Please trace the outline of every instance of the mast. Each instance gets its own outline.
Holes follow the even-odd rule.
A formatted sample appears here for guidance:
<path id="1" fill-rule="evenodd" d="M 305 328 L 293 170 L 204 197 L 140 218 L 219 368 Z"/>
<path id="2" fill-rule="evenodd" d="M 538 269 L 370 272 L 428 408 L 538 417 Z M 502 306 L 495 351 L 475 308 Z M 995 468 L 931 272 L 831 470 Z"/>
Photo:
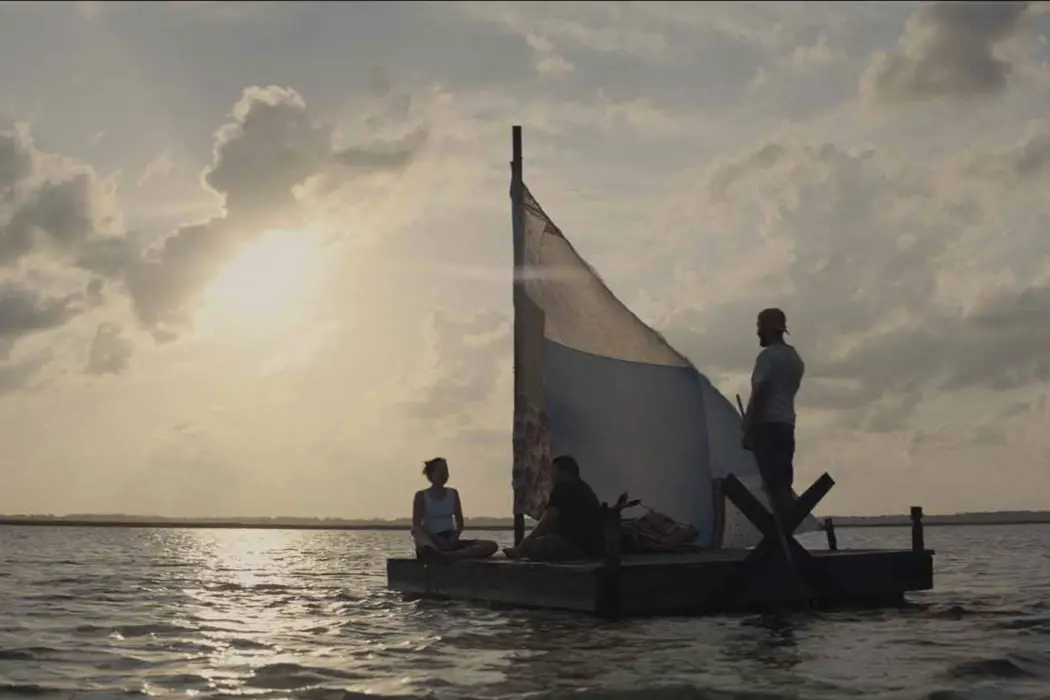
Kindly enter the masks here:
<path id="1" fill-rule="evenodd" d="M 514 274 L 513 274 L 513 304 L 514 304 L 514 411 L 517 412 L 518 396 L 522 393 L 521 386 L 521 338 L 522 317 L 519 313 L 519 298 L 523 293 L 521 268 L 525 259 L 525 191 L 522 178 L 521 162 L 521 127 L 511 127 L 511 142 L 513 159 L 510 163 L 510 202 L 511 221 L 514 238 Z M 513 457 L 512 457 L 513 459 Z M 513 468 L 513 467 L 512 467 Z M 525 539 L 525 515 L 521 512 L 521 494 L 517 492 L 518 484 L 514 484 L 514 544 L 521 544 Z"/>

Instructions for the task: Output the records above verbatim. Pictures stay out.

Exercise result:
Please trace the outline of every instance of the mast. Each instance gets its own outline.
Holes follow the even-odd rule.
A formatted sample appears here for guidance:
<path id="1" fill-rule="evenodd" d="M 305 328 L 293 170 L 204 197 L 140 218 L 219 368 Z"/>
<path id="2" fill-rule="evenodd" d="M 538 269 L 370 272 L 428 408 L 538 417 Z M 502 306 L 495 351 L 475 308 Z M 995 468 L 931 272 L 831 470 Z"/>
Photo:
Kindly enter the masks here:
<path id="1" fill-rule="evenodd" d="M 514 274 L 513 274 L 513 304 L 514 304 L 514 411 L 517 412 L 518 396 L 522 393 L 521 386 L 521 338 L 522 317 L 519 313 L 519 298 L 523 293 L 521 268 L 525 259 L 525 191 L 522 178 L 521 162 L 521 127 L 511 127 L 511 142 L 513 159 L 510 163 L 510 202 L 511 221 L 514 238 Z M 513 457 L 512 457 L 513 459 Z M 513 468 L 513 467 L 512 467 Z M 525 539 L 525 515 L 521 512 L 521 494 L 517 492 L 518 484 L 514 484 L 514 544 L 521 544 Z"/>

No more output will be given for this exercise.